■ EXTRAIT DU DOCUMENT

Melford est un tueur qui se pique de philosophie. Il va,
tout au long du roman, expliquer les tenants et les aboutissants de cette
philosophie toute personnelle (ce qui ne veut pas dire qu’elle est totalement
en marge ou absurde, plutôt iconoclaste, en fait) à un Lem un peu largué devant
cet homme qui lui fait peur mais qui lui fait également la leçon… Est-il fou ou
bien sait-il toujours et en toute circonstance exactement ce qu’il fait ?

■ DONNÉES FOURNIES
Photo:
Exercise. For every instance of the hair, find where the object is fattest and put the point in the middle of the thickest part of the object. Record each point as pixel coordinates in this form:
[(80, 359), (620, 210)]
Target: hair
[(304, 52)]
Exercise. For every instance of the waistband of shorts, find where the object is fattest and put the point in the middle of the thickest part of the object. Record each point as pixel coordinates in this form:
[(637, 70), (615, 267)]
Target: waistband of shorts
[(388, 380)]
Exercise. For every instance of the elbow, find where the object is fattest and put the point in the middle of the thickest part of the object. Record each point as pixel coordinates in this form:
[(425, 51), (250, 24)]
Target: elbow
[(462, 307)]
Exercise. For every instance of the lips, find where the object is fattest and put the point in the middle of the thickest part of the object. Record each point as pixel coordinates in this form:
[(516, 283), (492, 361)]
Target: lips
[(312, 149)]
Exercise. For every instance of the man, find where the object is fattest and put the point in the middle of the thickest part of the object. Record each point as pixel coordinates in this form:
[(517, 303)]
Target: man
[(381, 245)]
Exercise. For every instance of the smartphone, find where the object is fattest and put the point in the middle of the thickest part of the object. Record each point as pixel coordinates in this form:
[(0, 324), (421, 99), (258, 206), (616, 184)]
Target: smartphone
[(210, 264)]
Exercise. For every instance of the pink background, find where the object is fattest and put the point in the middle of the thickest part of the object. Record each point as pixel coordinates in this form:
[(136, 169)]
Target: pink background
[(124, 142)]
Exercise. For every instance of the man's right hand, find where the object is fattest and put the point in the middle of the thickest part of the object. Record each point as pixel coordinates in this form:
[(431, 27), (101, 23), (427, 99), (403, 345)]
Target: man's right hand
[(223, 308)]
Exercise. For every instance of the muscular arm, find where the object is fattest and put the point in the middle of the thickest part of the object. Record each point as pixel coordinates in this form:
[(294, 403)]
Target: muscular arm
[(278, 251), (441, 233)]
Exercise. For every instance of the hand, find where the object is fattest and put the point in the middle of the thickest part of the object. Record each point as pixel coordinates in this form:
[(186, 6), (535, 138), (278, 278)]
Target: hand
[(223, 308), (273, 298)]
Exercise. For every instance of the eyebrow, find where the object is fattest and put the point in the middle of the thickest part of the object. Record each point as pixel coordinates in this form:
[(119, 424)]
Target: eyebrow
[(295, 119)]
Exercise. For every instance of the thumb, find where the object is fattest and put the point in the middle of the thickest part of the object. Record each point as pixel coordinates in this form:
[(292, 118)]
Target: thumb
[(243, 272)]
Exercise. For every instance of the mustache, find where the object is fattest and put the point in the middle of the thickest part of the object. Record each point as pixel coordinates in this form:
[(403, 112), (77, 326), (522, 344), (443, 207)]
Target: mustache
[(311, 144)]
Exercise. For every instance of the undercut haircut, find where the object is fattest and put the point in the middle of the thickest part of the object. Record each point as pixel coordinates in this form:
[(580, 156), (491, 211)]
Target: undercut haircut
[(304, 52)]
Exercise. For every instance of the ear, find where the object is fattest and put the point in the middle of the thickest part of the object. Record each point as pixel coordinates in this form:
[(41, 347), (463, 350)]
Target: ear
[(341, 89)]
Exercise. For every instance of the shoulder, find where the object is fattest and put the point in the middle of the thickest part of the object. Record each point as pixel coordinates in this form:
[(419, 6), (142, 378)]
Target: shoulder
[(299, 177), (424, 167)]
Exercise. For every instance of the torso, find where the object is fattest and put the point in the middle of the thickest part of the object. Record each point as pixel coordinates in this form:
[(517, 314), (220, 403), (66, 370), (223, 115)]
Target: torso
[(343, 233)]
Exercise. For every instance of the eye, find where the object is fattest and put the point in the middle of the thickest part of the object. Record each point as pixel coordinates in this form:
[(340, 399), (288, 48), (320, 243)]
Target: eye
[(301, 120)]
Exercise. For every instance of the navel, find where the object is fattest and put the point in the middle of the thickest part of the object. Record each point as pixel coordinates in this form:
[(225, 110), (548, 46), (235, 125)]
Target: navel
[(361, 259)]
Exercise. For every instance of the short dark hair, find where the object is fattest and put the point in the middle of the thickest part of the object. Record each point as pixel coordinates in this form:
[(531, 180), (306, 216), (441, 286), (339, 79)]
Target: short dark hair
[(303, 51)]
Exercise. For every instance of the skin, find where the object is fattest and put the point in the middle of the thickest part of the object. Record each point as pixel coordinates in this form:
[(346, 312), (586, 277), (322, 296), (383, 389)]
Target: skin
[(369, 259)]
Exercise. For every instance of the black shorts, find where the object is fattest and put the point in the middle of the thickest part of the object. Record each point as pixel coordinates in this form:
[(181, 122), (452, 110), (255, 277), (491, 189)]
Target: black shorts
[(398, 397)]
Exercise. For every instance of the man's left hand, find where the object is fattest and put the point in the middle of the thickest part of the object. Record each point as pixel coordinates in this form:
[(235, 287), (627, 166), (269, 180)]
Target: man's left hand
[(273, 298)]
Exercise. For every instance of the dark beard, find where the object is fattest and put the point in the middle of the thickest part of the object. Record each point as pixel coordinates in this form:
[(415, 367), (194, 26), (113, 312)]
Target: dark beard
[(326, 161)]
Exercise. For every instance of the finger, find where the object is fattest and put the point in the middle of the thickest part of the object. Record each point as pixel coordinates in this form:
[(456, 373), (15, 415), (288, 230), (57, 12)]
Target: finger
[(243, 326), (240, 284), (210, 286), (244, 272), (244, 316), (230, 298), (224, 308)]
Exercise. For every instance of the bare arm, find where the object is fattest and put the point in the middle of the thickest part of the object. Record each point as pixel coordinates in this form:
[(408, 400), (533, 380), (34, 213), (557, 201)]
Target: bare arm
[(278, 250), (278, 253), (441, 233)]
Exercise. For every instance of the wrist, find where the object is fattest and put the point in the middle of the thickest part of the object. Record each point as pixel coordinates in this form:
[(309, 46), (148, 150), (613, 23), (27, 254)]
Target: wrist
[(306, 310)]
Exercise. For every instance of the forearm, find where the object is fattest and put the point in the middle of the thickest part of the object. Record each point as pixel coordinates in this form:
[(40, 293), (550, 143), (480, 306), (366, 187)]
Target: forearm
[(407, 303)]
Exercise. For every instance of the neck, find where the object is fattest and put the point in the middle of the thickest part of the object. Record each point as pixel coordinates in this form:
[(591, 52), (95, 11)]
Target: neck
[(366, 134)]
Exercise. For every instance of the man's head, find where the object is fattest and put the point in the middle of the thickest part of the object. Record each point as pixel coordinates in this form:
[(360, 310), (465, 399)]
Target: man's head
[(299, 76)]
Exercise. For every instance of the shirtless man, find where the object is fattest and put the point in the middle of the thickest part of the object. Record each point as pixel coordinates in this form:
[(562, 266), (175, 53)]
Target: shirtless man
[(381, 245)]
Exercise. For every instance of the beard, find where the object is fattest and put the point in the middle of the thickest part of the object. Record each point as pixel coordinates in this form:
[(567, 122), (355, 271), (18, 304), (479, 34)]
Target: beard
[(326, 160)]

■ CONSIGNES DE TRAVAIL
a – Dans l'extrait consacré à Melford, à qui ce personnage expose-t-il sa philosophie tout au long du roman ?
b – Traduisez en anglais la phrase suivante de l'extrait consacré à Melford : « Melford est un tueur qui se pique de philosophie. »
c – Rédigez la suite de l'extrait consacré à Melford et à Lem, en reprenant après sa dernière phrase.
Les enregistrements proviennent d'une source distincte de l'extrait.

■ CORRIGÉ
a – À Lem.

b – Melford is a killer who fancies himself a philosopher.

c –
Là est la question pour Lem, à laquelle ni les faits ni les façons d’agir de
Melford ne semblent vouloir apporter de réponse claire…
Melford est aussi et surtout un homme engagé, et l’on en
arrive à l’un des thèmes centraux, si ce n’est le thème central du roman. La
cause que le tueur éthique promeut en paroles et en actes, c’est la cause
animale : végétalien convaincu et prosélyte, il ne rate jamais une
occasion d’expliquer ses vues, c’est-à-dire de ne plus voir l’animal comme un
être inférieur, sans âme, sans conscience, sans souffrance, mais bel et bien
comme un égal de l’être humain. Bon, je résume, c’est bien plus détaillé dans
le roman.
David Liss le dit lui-même dans les remerciements en fin
d’ouvrage, dès la mise en route de ce projet de thriller, il souhaitait faire
de la cause animale, en particulier l’aspect monstrueux et sans doute dangereux
pour la santé (le roman se déroule dans les années 80, grande époque de la
viande aux hormones et aux antibiotiques, règne des exploitations géantes et
des élevages en batterie, d’une agriculture industrialisée au service d’une
consommation illimitée).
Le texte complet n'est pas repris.